Segment Start: Material shown
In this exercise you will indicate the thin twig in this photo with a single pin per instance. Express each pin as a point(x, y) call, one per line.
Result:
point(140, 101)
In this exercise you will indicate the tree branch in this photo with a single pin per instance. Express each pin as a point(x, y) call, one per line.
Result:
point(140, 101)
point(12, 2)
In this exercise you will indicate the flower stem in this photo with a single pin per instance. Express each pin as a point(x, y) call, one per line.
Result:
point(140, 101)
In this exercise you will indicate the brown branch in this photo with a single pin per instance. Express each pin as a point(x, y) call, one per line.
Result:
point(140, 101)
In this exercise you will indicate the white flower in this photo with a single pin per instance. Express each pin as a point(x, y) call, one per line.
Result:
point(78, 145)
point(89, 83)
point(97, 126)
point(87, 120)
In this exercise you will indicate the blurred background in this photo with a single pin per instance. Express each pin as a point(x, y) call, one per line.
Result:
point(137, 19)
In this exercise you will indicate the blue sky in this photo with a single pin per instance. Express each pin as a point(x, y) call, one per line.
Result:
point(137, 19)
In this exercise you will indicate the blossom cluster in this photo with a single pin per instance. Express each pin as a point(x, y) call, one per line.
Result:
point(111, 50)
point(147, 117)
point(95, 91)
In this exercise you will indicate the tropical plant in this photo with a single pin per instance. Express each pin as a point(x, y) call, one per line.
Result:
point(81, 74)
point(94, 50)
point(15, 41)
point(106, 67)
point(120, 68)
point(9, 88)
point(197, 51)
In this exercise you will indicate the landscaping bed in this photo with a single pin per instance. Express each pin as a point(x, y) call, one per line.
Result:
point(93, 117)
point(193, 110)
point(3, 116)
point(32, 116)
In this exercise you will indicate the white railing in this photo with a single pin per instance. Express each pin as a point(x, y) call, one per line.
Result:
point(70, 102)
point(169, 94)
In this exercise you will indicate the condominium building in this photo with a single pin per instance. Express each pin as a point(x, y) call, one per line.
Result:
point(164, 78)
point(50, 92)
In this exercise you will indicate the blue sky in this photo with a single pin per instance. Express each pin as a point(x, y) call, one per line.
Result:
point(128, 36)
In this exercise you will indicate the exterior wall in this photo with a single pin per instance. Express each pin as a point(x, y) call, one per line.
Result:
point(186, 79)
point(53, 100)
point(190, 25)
Segment End: Material shown
• **What to do**
Throughout the data, tally the lines that hold the string "white" and report the tally alone.

• **Expected answer**
2